▶ **Istruzioni esercizio**:
Raccogli dall'elenco seguente tutte le righe in cui compare la stringa "person".

▶ **Elenco da analizzare**:
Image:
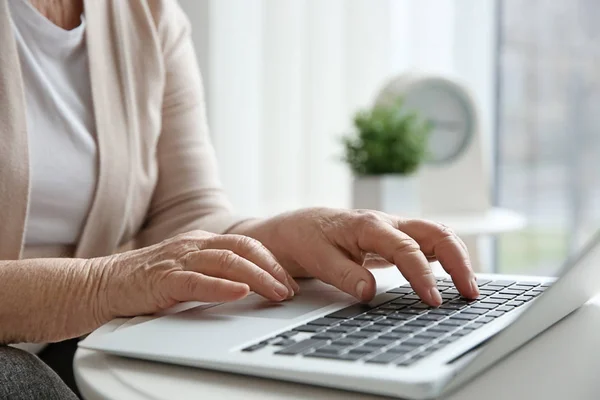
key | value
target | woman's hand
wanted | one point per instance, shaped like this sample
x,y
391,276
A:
x,y
337,246
196,266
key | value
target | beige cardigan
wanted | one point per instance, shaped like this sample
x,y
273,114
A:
x,y
157,169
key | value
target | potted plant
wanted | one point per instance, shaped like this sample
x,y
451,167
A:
x,y
385,152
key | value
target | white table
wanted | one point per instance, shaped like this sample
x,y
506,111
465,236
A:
x,y
477,227
563,363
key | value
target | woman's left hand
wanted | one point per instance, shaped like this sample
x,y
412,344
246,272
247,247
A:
x,y
337,246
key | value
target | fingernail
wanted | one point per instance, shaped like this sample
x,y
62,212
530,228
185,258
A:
x,y
436,298
474,286
281,290
360,288
295,286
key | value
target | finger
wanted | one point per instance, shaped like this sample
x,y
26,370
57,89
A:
x,y
254,251
375,261
229,265
293,283
192,286
452,253
345,274
378,236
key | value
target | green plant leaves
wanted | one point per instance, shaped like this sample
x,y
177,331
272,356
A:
x,y
388,140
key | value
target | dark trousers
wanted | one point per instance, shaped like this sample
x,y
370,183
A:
x,y
24,376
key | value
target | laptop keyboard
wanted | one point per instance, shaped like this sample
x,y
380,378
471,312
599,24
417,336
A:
x,y
398,328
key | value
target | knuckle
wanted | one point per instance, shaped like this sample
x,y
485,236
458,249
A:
x,y
407,245
227,259
344,278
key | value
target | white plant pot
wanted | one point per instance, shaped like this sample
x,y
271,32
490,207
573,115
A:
x,y
392,194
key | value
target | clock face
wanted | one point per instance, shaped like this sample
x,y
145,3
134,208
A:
x,y
449,112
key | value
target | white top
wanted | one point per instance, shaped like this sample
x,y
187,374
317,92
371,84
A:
x,y
60,125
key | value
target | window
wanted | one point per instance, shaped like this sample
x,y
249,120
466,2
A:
x,y
548,131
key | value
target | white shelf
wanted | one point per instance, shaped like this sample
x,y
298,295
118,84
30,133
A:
x,y
491,222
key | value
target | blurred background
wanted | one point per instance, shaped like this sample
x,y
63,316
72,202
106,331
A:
x,y
283,79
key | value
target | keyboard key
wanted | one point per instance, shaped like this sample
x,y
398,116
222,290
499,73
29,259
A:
x,y
494,314
327,336
505,308
400,316
288,334
504,296
421,306
342,329
255,347
364,350
400,349
415,342
347,341
309,328
451,291
385,322
473,310
524,298
441,328
502,283
332,348
452,306
418,323
430,317
494,301
380,311
378,343
442,311
384,358
394,336
334,356
405,363
487,306
530,284
404,302
401,290
493,287
375,328
519,287
303,346
324,321
464,316
355,322
474,325
365,317
430,334
362,335
284,342
511,291
392,307
453,322
462,332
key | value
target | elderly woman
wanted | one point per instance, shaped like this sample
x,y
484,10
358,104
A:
x,y
110,201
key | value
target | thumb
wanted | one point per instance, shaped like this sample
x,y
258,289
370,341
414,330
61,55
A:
x,y
192,286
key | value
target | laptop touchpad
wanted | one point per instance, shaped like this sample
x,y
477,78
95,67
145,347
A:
x,y
255,306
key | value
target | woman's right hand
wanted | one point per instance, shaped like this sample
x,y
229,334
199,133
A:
x,y
195,266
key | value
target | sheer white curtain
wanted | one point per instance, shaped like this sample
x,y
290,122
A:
x,y
283,78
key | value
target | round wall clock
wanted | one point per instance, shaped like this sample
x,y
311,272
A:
x,y
454,179
445,104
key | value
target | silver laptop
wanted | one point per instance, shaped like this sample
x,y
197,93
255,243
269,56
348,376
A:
x,y
394,346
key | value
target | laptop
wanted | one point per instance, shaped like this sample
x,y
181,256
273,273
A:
x,y
394,346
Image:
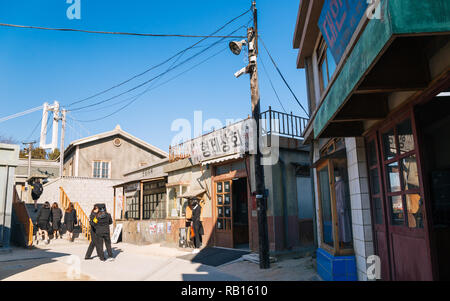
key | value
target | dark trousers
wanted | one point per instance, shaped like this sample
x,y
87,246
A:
x,y
99,239
197,237
91,246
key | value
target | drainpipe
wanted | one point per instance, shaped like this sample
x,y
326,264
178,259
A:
x,y
284,202
313,190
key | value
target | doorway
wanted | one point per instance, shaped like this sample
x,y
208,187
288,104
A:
x,y
240,214
433,120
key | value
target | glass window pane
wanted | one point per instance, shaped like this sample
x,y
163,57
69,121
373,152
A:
x,y
324,74
372,153
410,173
331,63
405,137
325,196
389,148
378,211
393,177
227,198
375,181
227,187
220,224
414,210
397,215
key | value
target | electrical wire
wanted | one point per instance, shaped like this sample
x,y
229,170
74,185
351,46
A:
x,y
279,72
117,33
273,87
160,64
150,80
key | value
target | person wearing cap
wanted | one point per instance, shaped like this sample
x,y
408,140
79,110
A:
x,y
194,204
102,221
91,247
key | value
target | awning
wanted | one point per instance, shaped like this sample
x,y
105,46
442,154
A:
x,y
193,193
223,159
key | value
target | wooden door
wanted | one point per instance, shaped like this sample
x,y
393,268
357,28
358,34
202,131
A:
x,y
402,233
224,213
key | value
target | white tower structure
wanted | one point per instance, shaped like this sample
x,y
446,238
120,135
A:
x,y
54,143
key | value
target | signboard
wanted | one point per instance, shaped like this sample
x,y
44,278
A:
x,y
116,234
237,138
338,22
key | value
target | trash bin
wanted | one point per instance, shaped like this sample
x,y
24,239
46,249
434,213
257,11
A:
x,y
9,159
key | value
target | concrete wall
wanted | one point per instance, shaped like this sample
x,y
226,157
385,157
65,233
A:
x,y
85,191
360,203
126,157
9,157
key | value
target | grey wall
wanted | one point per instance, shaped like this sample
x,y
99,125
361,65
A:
x,y
124,158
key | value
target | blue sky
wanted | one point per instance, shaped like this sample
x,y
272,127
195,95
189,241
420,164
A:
x,y
42,66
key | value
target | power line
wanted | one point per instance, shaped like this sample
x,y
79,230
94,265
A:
x,y
135,98
118,33
279,72
160,64
273,87
150,80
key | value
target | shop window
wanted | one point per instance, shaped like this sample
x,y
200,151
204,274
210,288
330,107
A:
x,y
327,65
224,206
402,176
334,203
100,169
177,206
133,207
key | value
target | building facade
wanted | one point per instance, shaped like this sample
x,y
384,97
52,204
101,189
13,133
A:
x,y
217,169
378,81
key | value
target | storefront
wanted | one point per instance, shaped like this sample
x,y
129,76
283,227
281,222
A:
x,y
378,77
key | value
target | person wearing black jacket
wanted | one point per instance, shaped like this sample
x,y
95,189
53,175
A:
x,y
92,245
70,220
102,221
196,224
43,221
56,218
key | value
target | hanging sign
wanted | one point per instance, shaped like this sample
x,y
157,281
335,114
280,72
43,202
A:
x,y
338,22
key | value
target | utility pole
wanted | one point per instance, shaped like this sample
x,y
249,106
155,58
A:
x,y
261,198
29,148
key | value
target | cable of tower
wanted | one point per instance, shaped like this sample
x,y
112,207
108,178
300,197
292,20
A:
x,y
160,64
157,76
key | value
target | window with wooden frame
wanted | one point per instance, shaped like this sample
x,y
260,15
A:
x,y
326,64
101,169
334,203
405,203
224,206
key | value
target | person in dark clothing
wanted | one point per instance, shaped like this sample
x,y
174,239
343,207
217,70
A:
x,y
102,221
36,191
92,245
43,222
70,220
56,218
196,224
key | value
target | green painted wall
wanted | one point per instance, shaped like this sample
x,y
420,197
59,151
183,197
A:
x,y
400,17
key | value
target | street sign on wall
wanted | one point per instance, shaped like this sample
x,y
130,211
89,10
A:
x,y
338,22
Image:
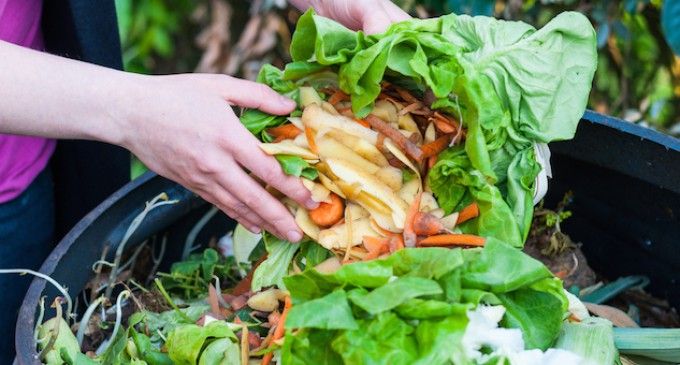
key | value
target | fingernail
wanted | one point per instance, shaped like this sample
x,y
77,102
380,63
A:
x,y
311,204
294,236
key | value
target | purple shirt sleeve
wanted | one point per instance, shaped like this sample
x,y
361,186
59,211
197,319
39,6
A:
x,y
22,158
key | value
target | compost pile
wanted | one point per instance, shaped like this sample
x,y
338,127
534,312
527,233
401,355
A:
x,y
421,146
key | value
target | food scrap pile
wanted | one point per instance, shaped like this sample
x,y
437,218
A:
x,y
421,145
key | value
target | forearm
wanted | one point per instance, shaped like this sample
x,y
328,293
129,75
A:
x,y
50,96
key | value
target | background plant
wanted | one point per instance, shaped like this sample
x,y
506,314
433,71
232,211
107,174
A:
x,y
638,76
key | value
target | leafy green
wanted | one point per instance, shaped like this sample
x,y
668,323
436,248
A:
x,y
500,268
296,166
386,339
508,83
329,312
411,307
395,293
222,351
309,347
537,314
256,121
275,267
185,343
190,278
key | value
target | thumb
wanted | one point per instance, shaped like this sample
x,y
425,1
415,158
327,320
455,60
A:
x,y
250,94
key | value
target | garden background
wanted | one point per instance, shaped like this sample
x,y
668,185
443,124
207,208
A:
x,y
637,79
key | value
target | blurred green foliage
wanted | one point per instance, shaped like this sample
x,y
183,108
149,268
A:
x,y
638,76
152,32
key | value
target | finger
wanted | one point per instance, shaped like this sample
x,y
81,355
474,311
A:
x,y
379,20
253,196
265,167
257,96
227,203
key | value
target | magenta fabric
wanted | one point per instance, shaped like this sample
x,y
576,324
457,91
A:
x,y
21,158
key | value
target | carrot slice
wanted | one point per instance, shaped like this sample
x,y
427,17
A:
x,y
443,126
431,161
467,213
426,224
310,139
437,146
410,236
327,214
337,97
278,332
399,139
396,242
213,300
286,131
445,240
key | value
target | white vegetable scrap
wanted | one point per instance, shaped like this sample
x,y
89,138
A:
x,y
483,332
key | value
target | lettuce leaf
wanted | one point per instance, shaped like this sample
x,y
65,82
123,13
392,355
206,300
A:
x,y
185,343
414,310
272,270
510,84
329,312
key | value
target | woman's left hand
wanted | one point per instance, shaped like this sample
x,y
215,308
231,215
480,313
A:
x,y
373,16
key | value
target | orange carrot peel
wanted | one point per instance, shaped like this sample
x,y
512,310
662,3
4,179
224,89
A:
x,y
328,214
467,213
410,236
279,330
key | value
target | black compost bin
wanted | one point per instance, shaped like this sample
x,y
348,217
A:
x,y
625,180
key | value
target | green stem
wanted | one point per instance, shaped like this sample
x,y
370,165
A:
x,y
169,300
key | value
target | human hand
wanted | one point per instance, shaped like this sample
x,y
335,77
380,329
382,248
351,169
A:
x,y
372,16
183,128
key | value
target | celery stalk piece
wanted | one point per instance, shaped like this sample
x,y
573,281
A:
x,y
592,339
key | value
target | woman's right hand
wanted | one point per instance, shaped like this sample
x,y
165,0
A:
x,y
183,128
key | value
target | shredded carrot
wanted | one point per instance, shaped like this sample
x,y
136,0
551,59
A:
x,y
362,122
278,331
327,214
443,126
376,246
467,213
411,107
426,224
337,97
431,161
286,131
436,147
445,240
410,236
310,139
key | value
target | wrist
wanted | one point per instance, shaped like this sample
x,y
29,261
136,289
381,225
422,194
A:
x,y
123,108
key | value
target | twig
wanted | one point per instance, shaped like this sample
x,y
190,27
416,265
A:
x,y
86,319
159,200
55,330
62,290
169,300
41,315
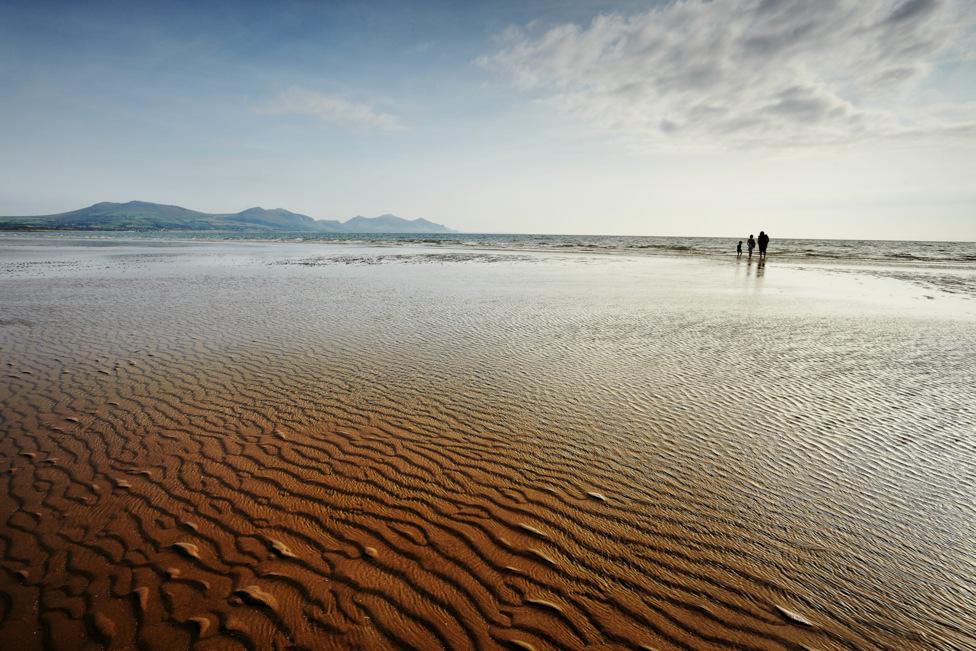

▶ **Esito esercizio**:
target | person wearing cap
target | person wearing black jacket
target | person in dark clothing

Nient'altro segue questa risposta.